■ Task: Every entry should be returned unchanged, with the pictures omitted.

■ Supplied material:

*****

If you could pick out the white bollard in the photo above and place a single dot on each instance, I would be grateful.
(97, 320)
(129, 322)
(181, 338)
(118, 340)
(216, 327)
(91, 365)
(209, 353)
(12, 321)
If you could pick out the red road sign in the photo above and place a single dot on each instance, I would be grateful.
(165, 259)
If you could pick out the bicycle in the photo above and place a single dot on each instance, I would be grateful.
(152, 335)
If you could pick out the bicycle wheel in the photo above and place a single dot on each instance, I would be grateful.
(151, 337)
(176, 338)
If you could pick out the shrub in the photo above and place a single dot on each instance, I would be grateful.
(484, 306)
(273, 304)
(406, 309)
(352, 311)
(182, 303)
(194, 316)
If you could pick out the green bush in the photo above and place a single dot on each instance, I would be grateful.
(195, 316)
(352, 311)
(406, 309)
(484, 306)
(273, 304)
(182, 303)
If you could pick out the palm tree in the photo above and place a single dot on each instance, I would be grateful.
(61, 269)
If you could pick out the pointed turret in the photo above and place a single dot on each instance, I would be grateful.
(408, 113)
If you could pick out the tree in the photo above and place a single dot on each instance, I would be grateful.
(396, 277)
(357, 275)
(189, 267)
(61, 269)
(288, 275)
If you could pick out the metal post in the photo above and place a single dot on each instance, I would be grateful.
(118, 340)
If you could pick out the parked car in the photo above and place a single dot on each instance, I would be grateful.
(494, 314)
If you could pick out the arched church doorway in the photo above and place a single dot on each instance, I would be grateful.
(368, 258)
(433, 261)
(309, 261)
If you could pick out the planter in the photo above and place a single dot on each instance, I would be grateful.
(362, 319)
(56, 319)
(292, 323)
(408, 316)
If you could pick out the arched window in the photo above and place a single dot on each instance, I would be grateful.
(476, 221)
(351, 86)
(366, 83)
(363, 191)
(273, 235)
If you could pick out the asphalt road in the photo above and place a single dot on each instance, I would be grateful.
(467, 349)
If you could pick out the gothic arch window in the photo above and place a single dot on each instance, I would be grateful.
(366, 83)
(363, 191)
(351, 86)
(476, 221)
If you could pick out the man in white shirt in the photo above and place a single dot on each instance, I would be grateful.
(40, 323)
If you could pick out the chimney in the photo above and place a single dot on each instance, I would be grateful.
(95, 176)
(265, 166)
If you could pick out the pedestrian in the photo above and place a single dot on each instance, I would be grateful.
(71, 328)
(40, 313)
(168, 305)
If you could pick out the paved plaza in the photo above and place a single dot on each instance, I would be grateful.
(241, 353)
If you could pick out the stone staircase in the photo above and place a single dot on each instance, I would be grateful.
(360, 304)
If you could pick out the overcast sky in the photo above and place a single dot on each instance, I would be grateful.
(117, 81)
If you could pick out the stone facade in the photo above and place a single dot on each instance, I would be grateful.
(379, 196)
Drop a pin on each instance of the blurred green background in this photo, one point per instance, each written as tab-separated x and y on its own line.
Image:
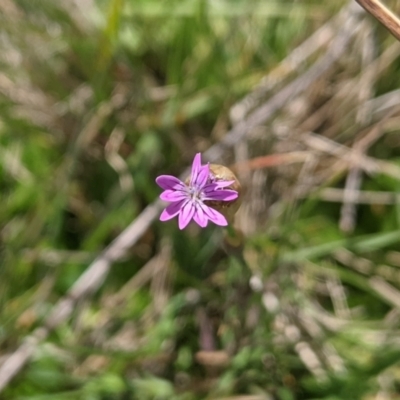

*****

■ Answer box:
If you could pick out the white bollard in the photo above and place a single dot on each instance, I would be grateful.
(97, 320)
(129, 322)
(181, 338)
(118, 340)
(216, 327)
(91, 365)
(209, 353)
(12, 321)
If you could pick out the red road sign in the photo above and place a single dot on each instance, I would be grateful.
(165, 259)
If you could pick out the bicycle in the photo above and place a single dot on each instance, I would be grateful.
(152, 335)
If you could pick out the bicycle wheel in the photo above and place a single dot on each instance, I would be grateful.
(151, 337)
(176, 338)
If you could pick out the shrub in the photo above and place a single dot on each instance, I would be grateful.
(484, 306)
(273, 304)
(406, 309)
(352, 311)
(182, 303)
(194, 316)
If you could pick out the green bush in the photo above and place a single dot on each instance, I would be grateful.
(195, 316)
(352, 311)
(406, 309)
(484, 306)
(273, 304)
(182, 303)
If you could pick out the palm tree in the photo above and place a single dot on each instance, I would be grateful.
(61, 269)
If you could pick out the pointed turret in the photo above and place a single dot on each instance, I would be grateful.
(408, 113)
If you could pick out the tree in the photo above and place a single dot on each instance, I would be grateful.
(396, 277)
(357, 275)
(189, 267)
(61, 269)
(288, 275)
If you could pick out the metal post in the photo above and place a single dot on each instance, I would be grateful.
(118, 340)
If you could pick out the parked car in the photo above and place a single dot on each instance, I would be grateful.
(494, 314)
If you could pick out the arched church doorway in the photo above and place a single dot on each instance, I would be grateful.
(368, 258)
(433, 261)
(309, 261)
If you could pick out the planter in the photo above and place a single dot on each instance, I would be grateful.
(362, 319)
(56, 319)
(292, 323)
(408, 316)
If you could pick out the arched window in the photo above and place a single dot on each instance, I would be grateful.
(476, 221)
(351, 86)
(366, 83)
(363, 191)
(273, 235)
If you could pick out the asphalt road in the photo above and place a single dot on each instance, I would be grateful.
(467, 349)
If you could pick out the gothic arch window in the photo above and place a single dot on each instance, I would be grateful.
(366, 83)
(363, 191)
(351, 86)
(476, 221)
If you could pick out the man in white shirt in the photo above and place a single dot on each instance, I would be grateful.
(40, 323)
If you could pick out the chimney in the photo above and place a single dot on each instance, I would be grateful.
(95, 176)
(265, 166)
If you could pick out the pedestrian in the photo above and place a single dot on each instance, I would be grateful.
(71, 328)
(40, 313)
(168, 305)
If you could pick out the paved plaza in the photo above and place a single dot on each instance, I would be grateful.
(241, 353)
If you could pick out the stone staircase in the photo above and place a single dot on each instance, I would be grateful.
(360, 304)
If you could pick out the overcast sky in the photo above and place a single dot on each instance, I would be grateful.
(117, 81)
If you could pick out the stone facade in the photo above and place a single dot on each instance, I would be grateful.
(379, 196)
Drop a pin on each instance of the blurred green background in this photo, one point per instance, each written as tab-separated x and y on its own line.
Image:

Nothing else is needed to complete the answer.